Entrées du jeu de données:
_ _ _
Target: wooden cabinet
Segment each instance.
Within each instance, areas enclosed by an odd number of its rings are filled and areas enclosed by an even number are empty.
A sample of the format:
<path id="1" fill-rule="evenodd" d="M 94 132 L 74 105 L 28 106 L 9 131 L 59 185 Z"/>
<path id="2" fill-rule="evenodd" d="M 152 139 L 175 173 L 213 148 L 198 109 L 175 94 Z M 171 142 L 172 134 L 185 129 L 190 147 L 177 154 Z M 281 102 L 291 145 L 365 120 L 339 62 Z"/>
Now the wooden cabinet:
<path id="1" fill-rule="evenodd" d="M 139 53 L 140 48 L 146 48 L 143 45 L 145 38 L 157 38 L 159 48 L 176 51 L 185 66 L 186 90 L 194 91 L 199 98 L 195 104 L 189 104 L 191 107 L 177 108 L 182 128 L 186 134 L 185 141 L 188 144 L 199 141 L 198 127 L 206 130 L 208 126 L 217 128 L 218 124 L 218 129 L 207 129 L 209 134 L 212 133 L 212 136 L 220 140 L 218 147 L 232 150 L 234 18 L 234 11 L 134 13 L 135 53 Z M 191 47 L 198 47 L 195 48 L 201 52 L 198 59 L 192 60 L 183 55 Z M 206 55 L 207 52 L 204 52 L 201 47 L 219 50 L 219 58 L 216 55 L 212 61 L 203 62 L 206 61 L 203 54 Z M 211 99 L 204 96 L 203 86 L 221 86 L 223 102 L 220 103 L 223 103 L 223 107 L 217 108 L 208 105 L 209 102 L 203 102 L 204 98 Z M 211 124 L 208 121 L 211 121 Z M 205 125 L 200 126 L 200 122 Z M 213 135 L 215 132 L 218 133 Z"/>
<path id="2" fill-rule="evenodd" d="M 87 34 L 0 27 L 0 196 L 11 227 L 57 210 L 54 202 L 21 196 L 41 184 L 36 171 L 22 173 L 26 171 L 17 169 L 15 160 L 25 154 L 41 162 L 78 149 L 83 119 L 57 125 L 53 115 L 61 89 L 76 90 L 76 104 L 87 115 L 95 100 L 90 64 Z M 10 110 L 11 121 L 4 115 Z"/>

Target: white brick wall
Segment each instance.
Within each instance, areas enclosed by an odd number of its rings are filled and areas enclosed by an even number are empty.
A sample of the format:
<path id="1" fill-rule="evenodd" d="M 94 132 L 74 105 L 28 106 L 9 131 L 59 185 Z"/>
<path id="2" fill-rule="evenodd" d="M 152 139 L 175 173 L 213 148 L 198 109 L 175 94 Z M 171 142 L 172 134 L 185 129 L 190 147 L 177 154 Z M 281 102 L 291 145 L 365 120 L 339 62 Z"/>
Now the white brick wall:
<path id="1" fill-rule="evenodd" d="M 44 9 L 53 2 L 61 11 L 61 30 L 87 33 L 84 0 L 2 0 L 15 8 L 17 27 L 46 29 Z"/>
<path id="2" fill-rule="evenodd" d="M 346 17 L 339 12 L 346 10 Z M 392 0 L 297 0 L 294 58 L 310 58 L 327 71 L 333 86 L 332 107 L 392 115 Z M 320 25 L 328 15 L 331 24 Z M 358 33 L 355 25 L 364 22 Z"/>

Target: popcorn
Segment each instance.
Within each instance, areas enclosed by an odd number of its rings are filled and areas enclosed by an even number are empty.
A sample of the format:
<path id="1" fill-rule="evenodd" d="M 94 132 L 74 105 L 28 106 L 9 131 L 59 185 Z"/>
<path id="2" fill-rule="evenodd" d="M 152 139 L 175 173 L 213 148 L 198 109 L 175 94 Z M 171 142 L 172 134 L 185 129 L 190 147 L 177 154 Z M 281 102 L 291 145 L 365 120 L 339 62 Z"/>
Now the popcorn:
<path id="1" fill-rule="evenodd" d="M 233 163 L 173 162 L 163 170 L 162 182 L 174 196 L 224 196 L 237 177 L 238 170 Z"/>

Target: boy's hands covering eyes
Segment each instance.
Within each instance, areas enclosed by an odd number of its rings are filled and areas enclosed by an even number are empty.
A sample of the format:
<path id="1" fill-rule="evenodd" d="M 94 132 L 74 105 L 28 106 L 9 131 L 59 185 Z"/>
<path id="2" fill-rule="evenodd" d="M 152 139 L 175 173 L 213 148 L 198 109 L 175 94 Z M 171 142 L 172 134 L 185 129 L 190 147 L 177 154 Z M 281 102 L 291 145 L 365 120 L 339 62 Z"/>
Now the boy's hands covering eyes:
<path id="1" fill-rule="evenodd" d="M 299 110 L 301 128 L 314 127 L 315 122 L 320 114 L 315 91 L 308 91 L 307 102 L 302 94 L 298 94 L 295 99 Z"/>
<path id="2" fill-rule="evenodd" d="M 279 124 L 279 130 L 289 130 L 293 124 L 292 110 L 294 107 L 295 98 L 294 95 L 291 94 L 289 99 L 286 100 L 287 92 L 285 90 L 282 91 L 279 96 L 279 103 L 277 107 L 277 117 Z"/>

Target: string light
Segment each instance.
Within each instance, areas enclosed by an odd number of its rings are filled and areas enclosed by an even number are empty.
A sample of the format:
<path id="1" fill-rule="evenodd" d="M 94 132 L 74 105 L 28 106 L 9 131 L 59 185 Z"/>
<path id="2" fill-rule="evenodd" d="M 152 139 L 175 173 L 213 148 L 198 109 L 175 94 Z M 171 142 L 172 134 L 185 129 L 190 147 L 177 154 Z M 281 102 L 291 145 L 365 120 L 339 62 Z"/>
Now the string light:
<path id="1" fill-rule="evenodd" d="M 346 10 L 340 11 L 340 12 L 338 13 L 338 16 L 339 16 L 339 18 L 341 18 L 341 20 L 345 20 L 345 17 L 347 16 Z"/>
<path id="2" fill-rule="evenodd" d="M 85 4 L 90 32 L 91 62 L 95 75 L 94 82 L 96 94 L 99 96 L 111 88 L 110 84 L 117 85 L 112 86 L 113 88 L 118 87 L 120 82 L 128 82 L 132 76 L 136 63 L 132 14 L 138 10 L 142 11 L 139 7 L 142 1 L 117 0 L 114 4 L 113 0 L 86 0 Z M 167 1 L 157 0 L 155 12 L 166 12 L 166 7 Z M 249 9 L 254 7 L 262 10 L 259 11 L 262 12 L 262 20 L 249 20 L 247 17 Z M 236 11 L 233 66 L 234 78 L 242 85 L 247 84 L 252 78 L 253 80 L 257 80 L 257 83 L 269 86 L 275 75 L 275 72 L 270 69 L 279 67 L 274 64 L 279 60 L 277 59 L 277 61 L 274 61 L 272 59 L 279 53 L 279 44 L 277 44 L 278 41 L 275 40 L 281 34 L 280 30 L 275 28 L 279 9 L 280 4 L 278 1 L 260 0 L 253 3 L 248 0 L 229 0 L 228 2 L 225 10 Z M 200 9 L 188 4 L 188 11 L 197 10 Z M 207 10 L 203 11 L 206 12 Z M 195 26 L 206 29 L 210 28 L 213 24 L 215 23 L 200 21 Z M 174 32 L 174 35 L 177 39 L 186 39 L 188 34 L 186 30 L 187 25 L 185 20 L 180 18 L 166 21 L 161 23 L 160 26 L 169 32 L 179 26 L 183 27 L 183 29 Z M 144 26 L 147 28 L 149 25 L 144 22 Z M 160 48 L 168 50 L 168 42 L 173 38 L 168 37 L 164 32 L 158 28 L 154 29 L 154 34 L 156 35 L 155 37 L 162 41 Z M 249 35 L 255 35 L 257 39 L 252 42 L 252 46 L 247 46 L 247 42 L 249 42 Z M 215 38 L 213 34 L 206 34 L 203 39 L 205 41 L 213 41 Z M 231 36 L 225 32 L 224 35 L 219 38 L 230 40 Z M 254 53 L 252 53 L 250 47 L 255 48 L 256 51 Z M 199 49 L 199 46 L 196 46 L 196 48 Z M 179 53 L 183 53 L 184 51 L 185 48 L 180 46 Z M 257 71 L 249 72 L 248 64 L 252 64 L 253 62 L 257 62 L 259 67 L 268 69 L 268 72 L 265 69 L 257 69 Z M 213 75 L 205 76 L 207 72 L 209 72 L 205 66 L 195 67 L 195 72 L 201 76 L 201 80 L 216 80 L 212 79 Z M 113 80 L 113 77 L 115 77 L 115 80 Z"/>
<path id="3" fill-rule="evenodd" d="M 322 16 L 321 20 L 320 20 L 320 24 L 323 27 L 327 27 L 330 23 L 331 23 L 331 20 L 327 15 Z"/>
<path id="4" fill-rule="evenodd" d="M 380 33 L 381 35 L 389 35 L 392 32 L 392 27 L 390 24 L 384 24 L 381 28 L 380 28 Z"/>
_ _ _
* _OBJECTIF VISÉ_
Relevez, s'il vous plaît, chaque ligne des enregistrements qui contient le mot « brick ».

* _SOLUTION DU PROBLÈME_
Target: white brick wall
Now the white brick wall:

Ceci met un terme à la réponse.